• _Texto extraído_
■ ■ ■ ■ ■

Por qué es tan común equiparar el encontrar el verdadero amor con la obtención de la felicidad. En el fondo anhelamos una quimera que sabemos nunca llegará, o es tal nuestro grado de autoengaño que nuestra capacidad de vendernos simulacros es superior a cualquier campaña de marketing del principal refresco de cola, y por lo tanto, vivir convencidos de que existe un amor verdadero para cada uno nosotros pasa a convertirse en la única mentira que seguimos creyendo ya de adultos, a diferencia del niño dios o el ratón de los dientes.
Por qué seguir alimentando esta falacia. A este respecto, John Lennon señala lo siguiente:

Nos hicieron creer que cada uno de nosotros
es la mitad de una naranja, y que la vida sólo tiene sentido
cuando encontramos la otra mitad.
No nos contaron que ya nacemos enteros,
que nadie en nuestra vida merece
cargar en las espaldas
la responsabilidad de completar lo que nos falta.

■ ■ ■ ■ ■

• _Tarea a realizar_
En el texto sobre el amor verdadero, ¿a quién se atribuyen los versos que comienzan con «Nos hicieron creer que cada uno de nosotros»? Indica el nombre, por favor.

• _Entradas proporcionadas_
■ ■ ■ ■ ■

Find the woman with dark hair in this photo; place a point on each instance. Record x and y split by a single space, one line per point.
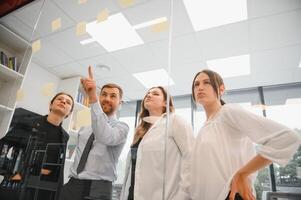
157 162
224 160
49 137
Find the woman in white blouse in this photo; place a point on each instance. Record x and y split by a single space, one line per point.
159 153
224 160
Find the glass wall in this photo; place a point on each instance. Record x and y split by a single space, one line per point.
283 104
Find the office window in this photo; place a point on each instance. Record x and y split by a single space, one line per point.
284 106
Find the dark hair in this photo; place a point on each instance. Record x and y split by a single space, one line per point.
143 126
113 85
215 80
60 93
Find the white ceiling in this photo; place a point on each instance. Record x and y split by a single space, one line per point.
271 35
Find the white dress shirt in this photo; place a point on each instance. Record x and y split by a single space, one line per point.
110 137
226 143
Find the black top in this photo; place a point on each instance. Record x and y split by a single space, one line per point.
52 144
38 132
134 149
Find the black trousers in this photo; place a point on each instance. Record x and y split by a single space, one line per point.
77 189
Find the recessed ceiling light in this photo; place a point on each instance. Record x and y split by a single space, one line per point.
158 77
114 33
231 66
293 101
87 41
206 14
150 23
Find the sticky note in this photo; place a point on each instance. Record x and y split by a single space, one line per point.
81 28
36 46
82 1
56 24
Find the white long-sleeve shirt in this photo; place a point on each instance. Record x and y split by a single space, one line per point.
110 137
226 143
149 173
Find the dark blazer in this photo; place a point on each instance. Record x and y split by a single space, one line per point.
22 129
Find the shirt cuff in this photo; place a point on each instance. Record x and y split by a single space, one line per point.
96 108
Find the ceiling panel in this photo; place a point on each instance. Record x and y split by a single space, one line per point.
224 41
69 70
260 8
116 69
50 56
276 31
17 26
29 15
137 59
68 42
87 11
276 59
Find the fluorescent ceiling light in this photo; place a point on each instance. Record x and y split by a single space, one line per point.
158 77
114 33
150 23
231 66
292 101
206 14
87 41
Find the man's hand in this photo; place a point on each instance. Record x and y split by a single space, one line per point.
89 86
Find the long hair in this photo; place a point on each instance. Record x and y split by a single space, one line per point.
215 80
143 126
63 93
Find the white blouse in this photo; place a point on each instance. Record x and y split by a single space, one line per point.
149 174
226 142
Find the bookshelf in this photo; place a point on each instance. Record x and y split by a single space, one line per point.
11 80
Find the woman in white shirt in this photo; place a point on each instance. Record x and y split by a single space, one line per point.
224 159
159 153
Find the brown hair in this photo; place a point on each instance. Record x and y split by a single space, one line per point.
143 126
63 93
113 85
215 80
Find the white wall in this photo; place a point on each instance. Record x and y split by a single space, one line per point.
36 79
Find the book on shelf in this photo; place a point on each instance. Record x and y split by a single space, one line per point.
12 63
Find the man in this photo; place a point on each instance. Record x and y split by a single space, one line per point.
98 147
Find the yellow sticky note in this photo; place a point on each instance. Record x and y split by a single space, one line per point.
126 3
83 118
20 95
103 15
160 27
56 24
81 28
82 1
48 89
36 46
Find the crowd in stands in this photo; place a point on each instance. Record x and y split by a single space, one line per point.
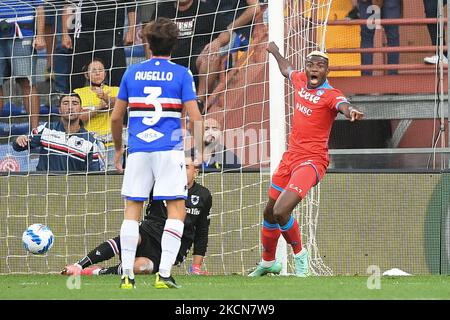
85 49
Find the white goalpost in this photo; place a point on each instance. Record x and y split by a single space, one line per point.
300 27
86 209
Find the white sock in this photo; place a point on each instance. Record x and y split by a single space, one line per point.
170 245
267 264
129 237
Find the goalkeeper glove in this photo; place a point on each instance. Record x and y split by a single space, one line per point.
196 269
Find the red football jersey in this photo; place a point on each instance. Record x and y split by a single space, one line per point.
314 113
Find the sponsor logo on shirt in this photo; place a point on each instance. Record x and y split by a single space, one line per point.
294 187
305 110
153 75
193 211
149 135
308 96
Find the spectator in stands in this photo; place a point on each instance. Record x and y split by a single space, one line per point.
18 39
215 154
237 16
390 9
65 146
196 21
146 10
99 32
97 100
431 11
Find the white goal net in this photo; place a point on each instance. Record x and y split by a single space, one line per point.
85 209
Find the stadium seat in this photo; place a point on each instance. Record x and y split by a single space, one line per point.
135 51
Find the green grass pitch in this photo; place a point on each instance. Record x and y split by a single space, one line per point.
233 287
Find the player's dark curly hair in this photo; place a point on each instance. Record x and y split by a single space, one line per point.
161 35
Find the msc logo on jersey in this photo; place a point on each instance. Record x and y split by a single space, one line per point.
149 135
308 96
195 199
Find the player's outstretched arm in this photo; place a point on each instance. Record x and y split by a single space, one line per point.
350 112
285 66
196 123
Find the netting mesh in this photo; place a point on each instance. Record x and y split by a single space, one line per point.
83 210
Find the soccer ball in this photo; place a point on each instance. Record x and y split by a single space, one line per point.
37 239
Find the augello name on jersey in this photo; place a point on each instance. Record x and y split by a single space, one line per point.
154 75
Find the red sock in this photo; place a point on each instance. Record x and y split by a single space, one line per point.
269 238
291 232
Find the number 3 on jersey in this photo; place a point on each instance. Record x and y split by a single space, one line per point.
152 99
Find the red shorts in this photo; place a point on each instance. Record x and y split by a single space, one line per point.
298 176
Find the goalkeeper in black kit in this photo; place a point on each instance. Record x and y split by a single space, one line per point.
148 254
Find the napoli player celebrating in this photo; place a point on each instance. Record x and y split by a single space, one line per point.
155 93
304 164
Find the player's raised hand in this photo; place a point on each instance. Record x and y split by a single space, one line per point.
272 47
22 141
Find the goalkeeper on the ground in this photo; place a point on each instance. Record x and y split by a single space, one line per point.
148 254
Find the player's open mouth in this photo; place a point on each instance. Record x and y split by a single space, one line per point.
313 79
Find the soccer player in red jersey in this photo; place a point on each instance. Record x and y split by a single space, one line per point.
305 162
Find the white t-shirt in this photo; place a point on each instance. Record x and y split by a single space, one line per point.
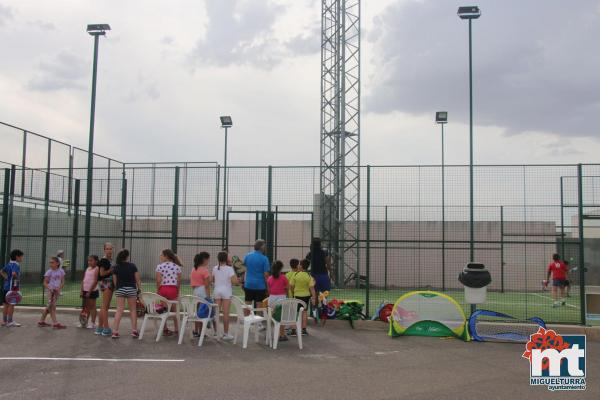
222 276
169 272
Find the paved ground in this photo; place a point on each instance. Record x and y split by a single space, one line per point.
336 363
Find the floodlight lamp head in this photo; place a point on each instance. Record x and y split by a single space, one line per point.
441 117
226 121
469 12
98 29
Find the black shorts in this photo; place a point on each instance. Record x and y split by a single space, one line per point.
559 282
306 300
254 295
94 294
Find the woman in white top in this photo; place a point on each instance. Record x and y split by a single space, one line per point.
224 277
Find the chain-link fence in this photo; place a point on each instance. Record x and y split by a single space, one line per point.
414 229
523 214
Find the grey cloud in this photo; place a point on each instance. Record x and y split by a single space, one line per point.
64 71
45 26
167 40
309 43
142 89
534 70
240 32
5 14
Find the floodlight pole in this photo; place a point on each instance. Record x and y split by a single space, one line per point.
90 173
224 192
443 217
471 216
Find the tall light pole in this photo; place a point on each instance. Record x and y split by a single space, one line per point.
226 123
470 13
441 118
96 30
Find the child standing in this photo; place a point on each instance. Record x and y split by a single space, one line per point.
559 271
200 282
293 269
277 285
11 272
224 277
89 289
168 282
126 279
54 281
107 287
303 288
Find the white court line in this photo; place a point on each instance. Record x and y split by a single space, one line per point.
88 359
550 298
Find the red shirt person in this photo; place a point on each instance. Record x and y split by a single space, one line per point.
558 270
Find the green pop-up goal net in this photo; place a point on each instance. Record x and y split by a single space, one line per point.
428 313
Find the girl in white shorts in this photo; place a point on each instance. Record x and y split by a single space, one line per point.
224 277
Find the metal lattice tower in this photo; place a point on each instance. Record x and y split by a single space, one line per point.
340 134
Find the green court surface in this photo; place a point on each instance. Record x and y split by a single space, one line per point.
517 304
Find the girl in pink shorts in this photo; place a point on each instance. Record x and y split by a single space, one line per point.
168 281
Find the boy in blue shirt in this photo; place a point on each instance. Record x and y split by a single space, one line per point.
257 272
10 272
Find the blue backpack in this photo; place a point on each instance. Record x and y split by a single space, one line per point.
204 310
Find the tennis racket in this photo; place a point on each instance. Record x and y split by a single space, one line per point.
14 296
84 314
140 308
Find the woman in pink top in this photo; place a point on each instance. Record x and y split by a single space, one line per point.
89 289
278 285
200 282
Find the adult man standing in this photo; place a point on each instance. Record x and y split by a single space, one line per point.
257 272
320 262
559 271
108 251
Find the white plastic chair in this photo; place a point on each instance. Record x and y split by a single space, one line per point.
189 308
290 316
151 300
245 322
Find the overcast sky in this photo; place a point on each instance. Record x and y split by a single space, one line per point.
168 69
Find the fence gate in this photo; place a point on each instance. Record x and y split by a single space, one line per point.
287 233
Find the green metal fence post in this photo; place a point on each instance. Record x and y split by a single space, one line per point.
217 192
256 225
270 219
502 249
45 226
276 219
75 238
368 250
23 164
70 178
562 220
5 200
385 244
581 244
123 210
175 213
11 202
108 189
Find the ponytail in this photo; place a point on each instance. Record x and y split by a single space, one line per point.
171 256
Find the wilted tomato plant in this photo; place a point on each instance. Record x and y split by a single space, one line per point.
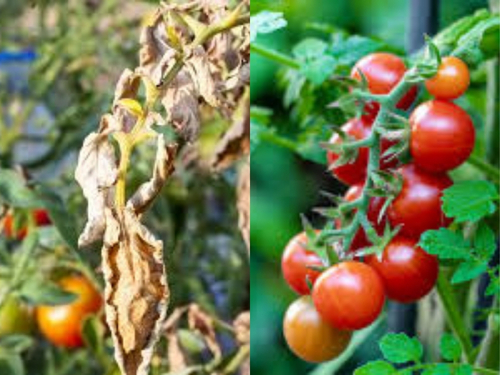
409 225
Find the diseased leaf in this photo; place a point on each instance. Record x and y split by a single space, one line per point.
164 167
96 173
136 293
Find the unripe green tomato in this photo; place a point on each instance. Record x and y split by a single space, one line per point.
15 317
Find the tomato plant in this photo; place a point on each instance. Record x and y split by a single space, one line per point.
62 324
408 272
451 80
296 264
349 295
417 207
309 336
442 136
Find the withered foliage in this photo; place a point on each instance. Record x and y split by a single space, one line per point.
192 54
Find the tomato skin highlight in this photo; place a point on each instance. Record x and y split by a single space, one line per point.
442 136
309 336
408 272
295 261
62 324
417 208
383 71
451 80
355 172
349 295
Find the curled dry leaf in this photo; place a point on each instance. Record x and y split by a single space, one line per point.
235 143
201 322
96 173
164 167
136 292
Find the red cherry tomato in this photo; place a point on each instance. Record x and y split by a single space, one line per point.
408 272
295 264
375 206
40 216
451 80
349 295
355 172
383 71
62 324
309 336
442 136
417 208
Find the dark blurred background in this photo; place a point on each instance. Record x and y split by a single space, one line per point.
284 185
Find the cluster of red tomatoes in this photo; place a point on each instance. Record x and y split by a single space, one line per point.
350 295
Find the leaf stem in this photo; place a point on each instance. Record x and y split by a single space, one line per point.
274 56
455 321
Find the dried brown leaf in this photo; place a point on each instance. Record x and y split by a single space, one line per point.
136 293
164 167
201 322
96 173
243 203
235 143
181 104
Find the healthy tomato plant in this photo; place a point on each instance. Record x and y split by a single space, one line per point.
62 324
451 80
417 208
309 336
408 272
382 72
296 262
442 136
349 295
15 317
40 217
355 171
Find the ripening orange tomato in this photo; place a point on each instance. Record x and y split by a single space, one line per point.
62 324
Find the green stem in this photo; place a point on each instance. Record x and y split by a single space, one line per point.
274 56
489 170
455 320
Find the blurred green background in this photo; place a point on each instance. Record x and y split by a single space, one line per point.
284 185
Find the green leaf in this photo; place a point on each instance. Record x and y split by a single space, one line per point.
399 348
445 244
11 363
450 347
376 368
469 270
484 242
309 49
266 22
464 369
440 369
43 292
14 192
318 70
470 200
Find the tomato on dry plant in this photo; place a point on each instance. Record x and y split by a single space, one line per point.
451 80
296 262
62 324
408 272
349 295
309 336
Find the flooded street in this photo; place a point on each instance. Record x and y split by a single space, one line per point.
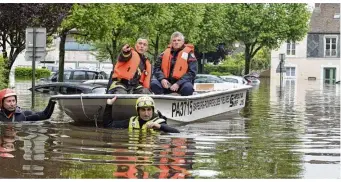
293 133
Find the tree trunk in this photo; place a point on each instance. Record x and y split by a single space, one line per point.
247 59
156 53
62 55
114 51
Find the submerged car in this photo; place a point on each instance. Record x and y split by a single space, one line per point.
235 79
78 75
206 78
69 88
207 82
252 79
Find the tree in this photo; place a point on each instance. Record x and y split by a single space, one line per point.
107 25
15 18
265 25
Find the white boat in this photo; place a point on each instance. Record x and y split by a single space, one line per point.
208 102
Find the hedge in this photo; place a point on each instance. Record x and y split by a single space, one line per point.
26 73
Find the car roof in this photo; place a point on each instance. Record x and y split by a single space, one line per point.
207 75
82 70
70 84
232 76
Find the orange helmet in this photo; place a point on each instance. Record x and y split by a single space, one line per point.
4 93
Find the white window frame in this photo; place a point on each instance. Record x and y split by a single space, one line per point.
290 76
290 50
325 45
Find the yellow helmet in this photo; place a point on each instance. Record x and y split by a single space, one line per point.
145 101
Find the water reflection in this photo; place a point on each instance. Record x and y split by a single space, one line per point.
295 135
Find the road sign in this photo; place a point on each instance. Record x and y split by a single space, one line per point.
40 44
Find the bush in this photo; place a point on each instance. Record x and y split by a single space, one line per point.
26 73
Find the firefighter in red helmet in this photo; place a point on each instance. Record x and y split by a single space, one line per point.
9 111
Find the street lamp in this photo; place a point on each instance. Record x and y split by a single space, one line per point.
281 63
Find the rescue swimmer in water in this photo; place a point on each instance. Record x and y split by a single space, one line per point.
147 117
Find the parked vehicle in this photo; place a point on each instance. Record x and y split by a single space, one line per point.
69 88
78 75
252 79
235 79
208 83
206 78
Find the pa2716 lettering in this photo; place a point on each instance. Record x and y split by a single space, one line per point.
182 108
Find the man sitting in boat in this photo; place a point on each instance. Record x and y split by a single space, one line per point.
175 68
9 111
132 71
146 118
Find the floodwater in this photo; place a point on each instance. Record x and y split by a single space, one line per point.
289 133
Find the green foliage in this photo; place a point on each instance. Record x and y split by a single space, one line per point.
2 74
265 25
26 73
231 65
262 60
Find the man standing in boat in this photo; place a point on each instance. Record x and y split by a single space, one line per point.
132 71
176 68
146 119
9 111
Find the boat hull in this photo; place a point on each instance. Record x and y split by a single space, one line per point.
88 108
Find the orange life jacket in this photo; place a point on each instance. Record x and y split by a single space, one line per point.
127 70
181 65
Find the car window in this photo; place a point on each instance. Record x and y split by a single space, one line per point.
69 90
103 75
91 75
67 75
232 80
79 75
200 80
215 80
99 90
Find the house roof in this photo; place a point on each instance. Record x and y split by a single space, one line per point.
322 19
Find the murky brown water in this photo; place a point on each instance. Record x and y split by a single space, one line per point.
290 134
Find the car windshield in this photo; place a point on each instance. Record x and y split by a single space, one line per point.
208 79
99 90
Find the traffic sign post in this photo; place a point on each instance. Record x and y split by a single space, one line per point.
35 51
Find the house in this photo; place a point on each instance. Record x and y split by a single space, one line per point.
317 56
314 61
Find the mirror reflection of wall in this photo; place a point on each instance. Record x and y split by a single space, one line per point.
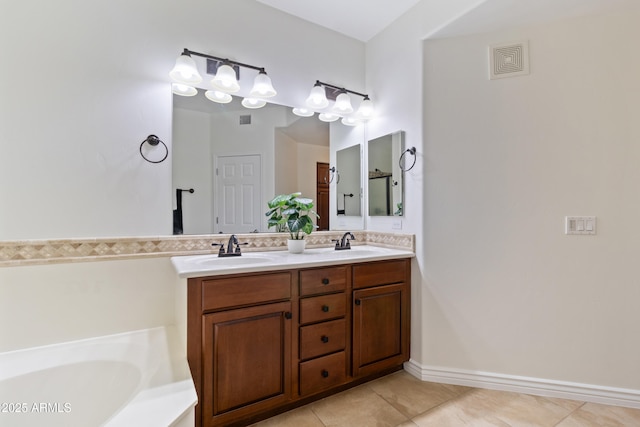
385 183
257 153
348 181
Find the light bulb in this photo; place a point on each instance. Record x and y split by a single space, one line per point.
218 96
185 70
262 87
343 104
317 98
183 90
225 79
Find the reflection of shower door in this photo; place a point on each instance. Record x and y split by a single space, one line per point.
237 195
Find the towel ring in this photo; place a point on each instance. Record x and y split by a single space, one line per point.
332 173
411 151
153 140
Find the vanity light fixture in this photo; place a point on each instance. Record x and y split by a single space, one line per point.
322 92
227 72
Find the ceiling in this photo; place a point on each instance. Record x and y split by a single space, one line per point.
363 19
359 19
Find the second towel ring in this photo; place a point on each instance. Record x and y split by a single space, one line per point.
153 140
411 151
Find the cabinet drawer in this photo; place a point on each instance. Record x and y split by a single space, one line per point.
245 290
322 338
379 273
322 373
324 307
322 280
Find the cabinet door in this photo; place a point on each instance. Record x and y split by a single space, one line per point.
380 328
247 361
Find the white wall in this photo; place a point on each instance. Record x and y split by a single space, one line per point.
394 82
505 290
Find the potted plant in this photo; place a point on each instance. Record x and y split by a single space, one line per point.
292 213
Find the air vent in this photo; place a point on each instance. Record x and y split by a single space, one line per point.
508 60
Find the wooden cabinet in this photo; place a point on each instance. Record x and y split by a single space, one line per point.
263 343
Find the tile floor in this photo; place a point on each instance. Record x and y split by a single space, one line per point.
400 400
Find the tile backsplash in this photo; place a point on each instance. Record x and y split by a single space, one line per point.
33 252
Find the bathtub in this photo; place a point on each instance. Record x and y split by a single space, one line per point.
133 379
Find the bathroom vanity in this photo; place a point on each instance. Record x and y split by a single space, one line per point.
268 335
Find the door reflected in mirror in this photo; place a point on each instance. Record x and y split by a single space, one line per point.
385 183
236 159
347 178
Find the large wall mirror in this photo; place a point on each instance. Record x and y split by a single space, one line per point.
236 159
385 180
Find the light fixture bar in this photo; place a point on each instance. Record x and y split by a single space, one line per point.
223 60
318 82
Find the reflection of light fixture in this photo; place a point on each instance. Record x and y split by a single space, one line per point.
262 87
185 70
218 96
225 81
302 112
183 90
328 117
253 103
323 92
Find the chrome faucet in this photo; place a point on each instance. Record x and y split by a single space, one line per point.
344 242
231 250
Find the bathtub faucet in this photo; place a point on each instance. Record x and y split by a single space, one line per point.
233 247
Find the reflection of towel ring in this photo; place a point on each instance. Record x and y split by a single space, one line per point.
411 151
153 140
334 174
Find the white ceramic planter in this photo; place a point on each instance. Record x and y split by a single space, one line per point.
296 246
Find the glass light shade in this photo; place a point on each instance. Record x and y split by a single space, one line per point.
185 70
225 79
218 96
262 87
253 103
302 112
350 121
183 90
328 117
365 111
343 104
317 98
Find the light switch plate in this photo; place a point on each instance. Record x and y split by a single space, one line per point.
580 225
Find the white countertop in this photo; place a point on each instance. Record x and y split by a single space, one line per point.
248 262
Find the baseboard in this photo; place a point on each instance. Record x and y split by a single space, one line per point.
541 387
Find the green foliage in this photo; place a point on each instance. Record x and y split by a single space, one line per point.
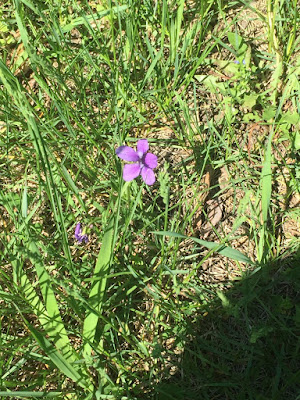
118 318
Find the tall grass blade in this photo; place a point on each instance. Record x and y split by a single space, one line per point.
98 289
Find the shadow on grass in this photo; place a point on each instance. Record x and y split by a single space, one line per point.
247 346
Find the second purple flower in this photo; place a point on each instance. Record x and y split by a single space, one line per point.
144 162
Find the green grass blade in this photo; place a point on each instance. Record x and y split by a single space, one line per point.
56 357
266 182
219 248
36 395
98 289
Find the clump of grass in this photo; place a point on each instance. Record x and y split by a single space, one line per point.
125 313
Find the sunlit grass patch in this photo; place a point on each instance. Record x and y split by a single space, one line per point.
135 296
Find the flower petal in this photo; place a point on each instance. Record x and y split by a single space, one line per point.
150 160
131 171
127 153
148 176
77 229
142 147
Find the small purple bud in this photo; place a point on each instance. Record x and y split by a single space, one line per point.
78 234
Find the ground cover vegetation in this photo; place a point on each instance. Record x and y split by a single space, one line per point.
177 276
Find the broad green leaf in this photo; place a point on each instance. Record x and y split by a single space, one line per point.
56 357
98 289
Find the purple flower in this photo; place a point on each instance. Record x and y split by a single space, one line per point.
78 234
144 162
237 62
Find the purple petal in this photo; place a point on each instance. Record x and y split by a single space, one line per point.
148 176
85 238
131 171
150 160
127 153
77 229
142 147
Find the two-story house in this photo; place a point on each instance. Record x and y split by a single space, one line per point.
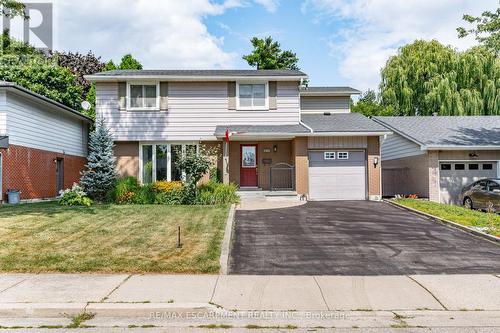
273 133
43 144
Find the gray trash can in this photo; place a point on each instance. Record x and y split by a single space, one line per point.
14 196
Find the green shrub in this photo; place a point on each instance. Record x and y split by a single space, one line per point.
166 186
172 197
144 195
75 196
214 193
124 190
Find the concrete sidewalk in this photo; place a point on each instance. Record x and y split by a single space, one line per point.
305 301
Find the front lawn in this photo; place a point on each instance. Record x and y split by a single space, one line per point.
489 223
46 237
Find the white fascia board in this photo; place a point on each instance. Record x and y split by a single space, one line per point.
317 93
450 147
344 133
116 78
293 135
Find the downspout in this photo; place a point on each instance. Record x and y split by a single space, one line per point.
309 128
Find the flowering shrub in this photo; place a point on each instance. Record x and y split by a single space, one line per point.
124 190
74 196
164 186
214 193
124 198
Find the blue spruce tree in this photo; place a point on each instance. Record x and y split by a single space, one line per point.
100 175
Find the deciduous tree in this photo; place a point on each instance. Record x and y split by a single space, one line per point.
369 105
486 30
267 54
426 77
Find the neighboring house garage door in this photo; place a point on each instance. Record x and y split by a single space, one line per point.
453 176
337 175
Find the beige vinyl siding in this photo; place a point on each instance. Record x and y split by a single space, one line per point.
3 123
407 175
321 104
396 146
39 126
194 110
337 142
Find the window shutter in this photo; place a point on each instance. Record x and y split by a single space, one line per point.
231 95
122 96
272 95
163 96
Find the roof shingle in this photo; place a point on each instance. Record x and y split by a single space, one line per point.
342 122
447 130
203 72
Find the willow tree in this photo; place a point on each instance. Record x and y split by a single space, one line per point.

■ ■ ■ ■ ■

• _Resultado del ejercicio_
A John Lennon.